Task
Please recast the rows below as a Markdown table with the columns Number and Line, one line per table row, blank lines omitted. Leave the pictures out of the answer.

Record extracts
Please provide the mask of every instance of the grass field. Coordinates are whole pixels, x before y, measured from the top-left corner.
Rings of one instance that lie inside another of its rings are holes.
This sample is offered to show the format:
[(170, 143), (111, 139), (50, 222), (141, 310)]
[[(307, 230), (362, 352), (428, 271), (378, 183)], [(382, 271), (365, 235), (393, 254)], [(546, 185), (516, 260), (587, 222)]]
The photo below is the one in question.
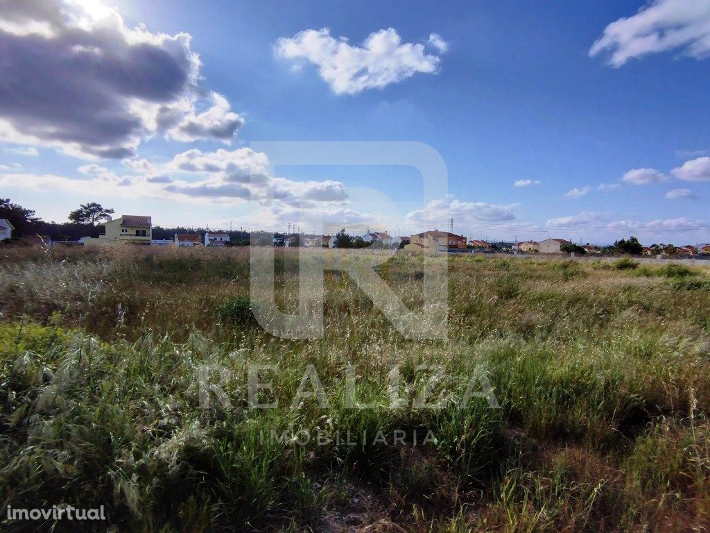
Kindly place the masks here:
[[(104, 505), (109, 517), (6, 530), (710, 527), (708, 269), (449, 257), (448, 338), (427, 341), (403, 338), (329, 271), (324, 337), (293, 340), (251, 317), (248, 252), (1, 252), (3, 509)], [(295, 253), (277, 253), (286, 310)], [(421, 259), (397, 254), (379, 271), (422, 305)], [(417, 402), (422, 364), (445, 367), (436, 407)], [(249, 408), (254, 365), (278, 366), (260, 397), (278, 407)], [(349, 365), (368, 409), (347, 407)], [(327, 404), (291, 409), (309, 365)], [(219, 392), (201, 387), (206, 368)], [(497, 409), (461, 402), (481, 368)], [(356, 441), (303, 443), (301, 430)], [(263, 438), (272, 431), (288, 436)], [(361, 438), (378, 431), (406, 437)]]

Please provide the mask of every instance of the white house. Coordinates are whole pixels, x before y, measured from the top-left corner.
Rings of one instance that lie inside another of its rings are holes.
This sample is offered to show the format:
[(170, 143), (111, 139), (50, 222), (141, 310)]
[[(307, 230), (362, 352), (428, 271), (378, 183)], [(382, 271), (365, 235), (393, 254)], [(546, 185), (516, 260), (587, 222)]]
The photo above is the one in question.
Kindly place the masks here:
[(175, 245), (181, 247), (200, 246), (202, 243), (199, 233), (175, 233)]
[(367, 233), (362, 236), (362, 239), (365, 242), (381, 242), (383, 246), (388, 247), (392, 244), (392, 237), (387, 232), (371, 232), (367, 230)]
[(562, 251), (563, 244), (571, 244), (566, 239), (545, 239), (540, 242), (540, 253), (559, 254)]
[(329, 248), (335, 247), (335, 235), (323, 235), (323, 246)]
[(12, 238), (12, 230), (15, 229), (6, 218), (0, 218), (0, 241)]
[(303, 246), (307, 248), (317, 248), (322, 246), (322, 237), (305, 237), (302, 241)]
[(207, 232), (204, 234), (205, 246), (224, 246), (230, 240), (229, 233), (210, 233)]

Answer below
| Number | Line |
|---|---|
| 1 | Please provide the mask of every instance of the grass field. Coordinates are whole pixels, x before y, measured from the top-left corner. |
| 2 | Rings of one instance that lie inside another of its rings are holes. |
| 3 | This sample is offered to show the format: |
| 4 | [(170, 143), (111, 139), (50, 222), (141, 310)] |
| 5 | [[(307, 230), (362, 352), (428, 271), (378, 183)], [(382, 271), (365, 235), (393, 254)], [(546, 185), (516, 260), (587, 222)]] |
| 6 | The photo below is the one in question. |
| 7 | Kindly place the masks here: |
| 8 | [[(104, 505), (109, 517), (6, 530), (710, 527), (708, 269), (449, 257), (448, 338), (427, 341), (403, 338), (329, 271), (324, 337), (293, 340), (251, 317), (248, 252), (1, 252), (3, 509)], [(295, 253), (277, 253), (286, 310)], [(421, 259), (397, 254), (379, 271), (422, 305)], [(417, 402), (422, 364), (445, 367), (436, 407)], [(249, 408), (254, 365), (278, 366), (260, 397), (278, 407)], [(349, 365), (368, 409), (347, 407)], [(327, 404), (291, 409), (309, 365)], [(219, 392), (201, 387), (206, 368)], [(497, 409), (461, 402), (481, 368)], [(356, 441), (303, 443), (301, 430)], [(263, 438), (272, 431), (288, 436)], [(361, 438), (378, 431), (406, 437)]] |
| 9 | Please provide the mask of every instance of the white house. Coordinates are whole pixels, x before y, measured from the top-left corner. |
| 10 | Rings of one instance that lie inside another of its rings are holes. |
| 11 | This sample is offered to show the format: |
| 12 | [(170, 143), (111, 139), (50, 222), (141, 310)] |
| 13 | [[(307, 230), (362, 352), (428, 271), (378, 183)], [(382, 271), (365, 235), (393, 254)], [(546, 185), (516, 260), (587, 222)]] |
| 14 | The photo above is the one in question. |
| 15 | Kindly place the masks here: |
| 16 | [(175, 245), (181, 247), (200, 246), (202, 243), (199, 233), (175, 233)] |
| 17 | [(367, 233), (362, 236), (362, 239), (365, 242), (381, 242), (383, 246), (388, 247), (392, 244), (392, 237), (387, 232), (371, 232), (367, 230)] |
| 18 | [(562, 251), (563, 244), (571, 244), (566, 239), (545, 239), (540, 242), (540, 253), (559, 254)] |
| 19 | [(329, 248), (335, 247), (335, 235), (323, 235), (323, 246)] |
| 20 | [(12, 238), (12, 230), (15, 229), (6, 218), (0, 218), (0, 241)] |
| 21 | [(303, 246), (307, 248), (317, 248), (322, 246), (322, 237), (305, 237), (302, 241)] |
| 22 | [(207, 232), (204, 234), (205, 246), (224, 246), (230, 240), (229, 233), (210, 233)] |